### Problem to solve
Output the lines from the one containing "Target: sky" through the last line, inclusive, as a numbered list, leaving out any blank lines.

[Object position labeling lines]
══════════

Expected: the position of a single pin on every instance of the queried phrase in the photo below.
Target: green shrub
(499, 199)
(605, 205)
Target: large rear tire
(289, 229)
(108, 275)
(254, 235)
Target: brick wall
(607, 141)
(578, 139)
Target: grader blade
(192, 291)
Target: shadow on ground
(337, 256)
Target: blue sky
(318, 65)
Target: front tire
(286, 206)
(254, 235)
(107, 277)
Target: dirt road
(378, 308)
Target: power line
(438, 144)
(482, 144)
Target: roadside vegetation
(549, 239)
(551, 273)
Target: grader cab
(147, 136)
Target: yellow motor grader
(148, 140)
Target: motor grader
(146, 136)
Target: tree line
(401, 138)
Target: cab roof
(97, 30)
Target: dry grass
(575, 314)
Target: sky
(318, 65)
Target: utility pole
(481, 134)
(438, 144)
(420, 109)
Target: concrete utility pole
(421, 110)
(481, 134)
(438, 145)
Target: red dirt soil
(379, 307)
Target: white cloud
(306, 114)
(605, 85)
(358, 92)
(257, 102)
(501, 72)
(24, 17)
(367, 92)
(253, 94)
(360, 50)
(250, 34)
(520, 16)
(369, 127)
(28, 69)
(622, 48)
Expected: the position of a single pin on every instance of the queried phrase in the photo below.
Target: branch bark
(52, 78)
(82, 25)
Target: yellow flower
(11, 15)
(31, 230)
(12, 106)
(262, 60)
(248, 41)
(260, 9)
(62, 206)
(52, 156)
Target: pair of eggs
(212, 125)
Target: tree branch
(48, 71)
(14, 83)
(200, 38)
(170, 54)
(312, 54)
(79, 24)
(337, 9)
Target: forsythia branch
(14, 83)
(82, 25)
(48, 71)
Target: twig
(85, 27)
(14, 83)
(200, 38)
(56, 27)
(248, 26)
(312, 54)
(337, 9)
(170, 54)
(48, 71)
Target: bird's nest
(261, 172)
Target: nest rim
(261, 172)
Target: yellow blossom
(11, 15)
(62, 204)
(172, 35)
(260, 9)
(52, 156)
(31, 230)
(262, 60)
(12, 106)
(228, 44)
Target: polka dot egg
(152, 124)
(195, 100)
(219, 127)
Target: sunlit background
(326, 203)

══════════

### In response
1. Target: sky
2. (318, 65)
3. Target: utility pole
4. (481, 134)
5. (438, 144)
6. (420, 109)
7. Target: concrete utility pole
8. (421, 110)
9. (481, 134)
10. (438, 145)
11. Target: red dirt soil
12. (379, 307)
13. Target: white cloud
14. (306, 114)
15. (605, 85)
16. (358, 92)
17. (257, 102)
18. (501, 72)
19. (24, 17)
20. (367, 92)
21. (253, 94)
22. (360, 50)
23. (250, 34)
24. (520, 16)
25. (369, 127)
26. (28, 69)
27. (622, 48)
28. Expected: the position of a single pin on every instance of the queried phrase in the photo below.
29. Target: branch bark
30. (52, 78)
31. (82, 25)
32. Target: yellow flower
33. (11, 15)
34. (31, 230)
35. (12, 106)
36. (262, 60)
37. (248, 41)
38. (260, 9)
39. (62, 206)
40. (52, 156)
41. Target: pair of eggs
42. (212, 125)
43. Target: tree branch
44. (48, 71)
45. (14, 83)
46. (200, 38)
47. (170, 54)
48. (312, 54)
49. (79, 24)
50. (337, 9)
51. Target: forsythia branch
52. (14, 83)
53. (82, 25)
54. (48, 71)
55. Target: twig
56. (85, 27)
57. (14, 83)
58. (200, 38)
59. (56, 27)
60. (248, 26)
61. (312, 54)
62. (337, 9)
63. (170, 54)
64. (48, 71)
65. Target: bird's nest
66. (261, 172)
67. Target: nest rim
68. (261, 172)
69. Target: yellow blossom
70. (11, 15)
71. (62, 204)
72. (172, 35)
73. (260, 9)
74. (52, 156)
75. (31, 230)
76. (262, 60)
77. (12, 106)
78. (228, 44)
79. Target: polka dot egg
80. (152, 124)
81. (195, 100)
82. (219, 127)
83. Target: sunlit background
84. (326, 203)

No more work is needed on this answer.